ABSTRACT

The focus of this Presidential Address is on the often-neglected understanding and treatment of individuals with personality disorders. The advent of Diagnostic and Statistical Manual of Mental Disorders (DSM-III; American Psychiatric Association) in 1980, with its separate axis for personality disorders, was a boon to this area of inquiry but hardly the originator of such an enterprise. With the combination of phenomenology and longitudinal research, we can now discern the difference between acute, episodic symptoms and difficulties; and structural characteristics that form the backbone of the individual’s trajectory across time. With the tools of modern affective neurocognitive science, we can begin to understand how the individual perceives incoming stimuli in the light of stored memories and expectations from interactions in the past. Furthermore, psychotherapy researchers can construct treatment structures that provide a safe interpersonal context in which the personality-disordered patient’s perceptions and expectations from self and others can be re-evaluated. This Address draws on 30 years of experience in research on the phenomenology and treatment of patients with severe personality disorder, more commonly called borderline personality disorder (BPD). This effort has culminated in our recent attempts to involve neurocognitive scientists, psychoanalysts, attachment researchers, and psychotherapy researchers in a broad-based interdisciplinary project to understand and treat these individuals. The central points I wish to emphasize are: (a) an approach to personality pathology that identifies and measures cert ain key processes or functions that are characteristic of the individual across time, and (b) the attempt to modify these cognitive and affective functions in psychotherapy.

(Records from a collection)
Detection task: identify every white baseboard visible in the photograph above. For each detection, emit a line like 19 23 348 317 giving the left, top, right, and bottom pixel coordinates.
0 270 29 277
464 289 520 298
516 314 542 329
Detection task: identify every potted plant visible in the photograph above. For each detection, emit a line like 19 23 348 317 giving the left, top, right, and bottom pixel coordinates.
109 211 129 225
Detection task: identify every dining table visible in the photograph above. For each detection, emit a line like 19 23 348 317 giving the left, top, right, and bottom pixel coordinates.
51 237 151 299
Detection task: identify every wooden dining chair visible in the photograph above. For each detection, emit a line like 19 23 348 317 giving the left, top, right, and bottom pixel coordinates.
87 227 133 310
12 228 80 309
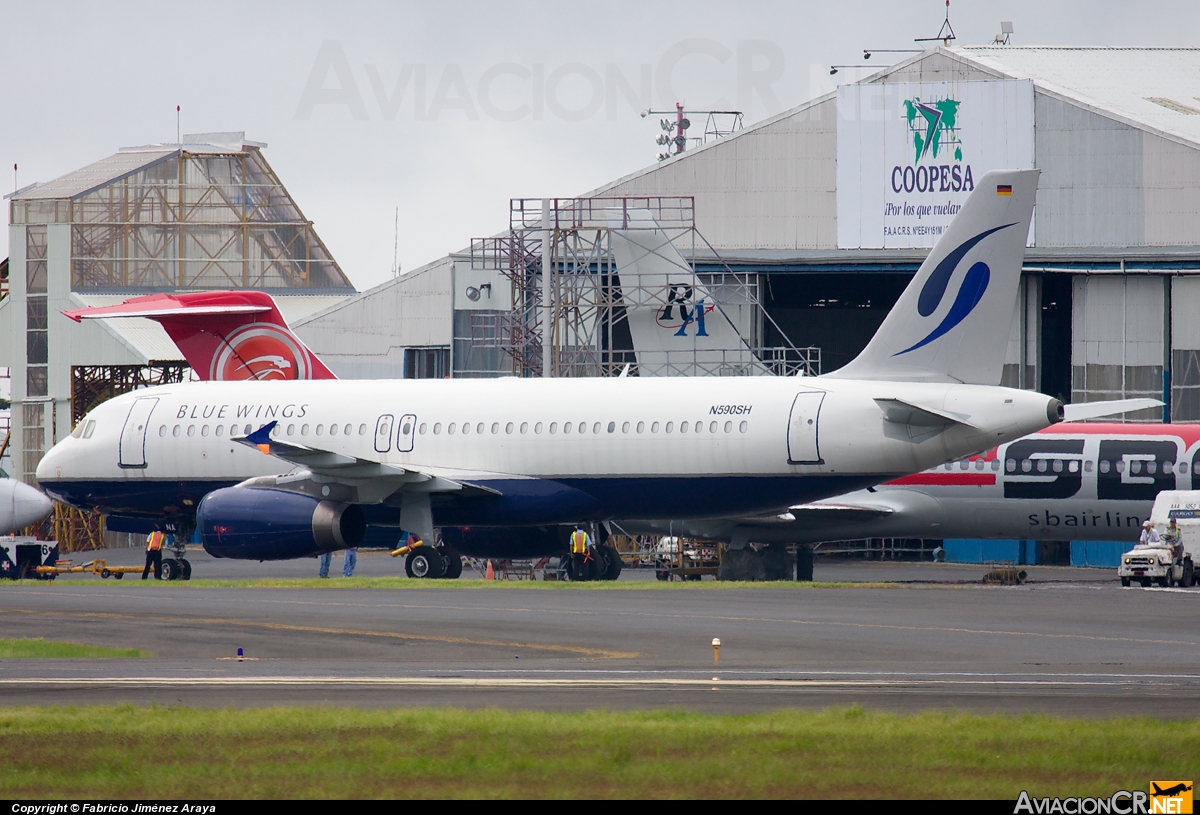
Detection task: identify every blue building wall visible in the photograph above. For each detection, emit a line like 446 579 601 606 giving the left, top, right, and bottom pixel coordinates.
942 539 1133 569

■ **Problem statement**:
List the groups of specialists that the abstract above says the recent interdisciplinary project tries to involve.

■ **Exercise answer**:
Neurocognitive scientists, psychoanalysts, attachment researchers, and psychotherapy researchers.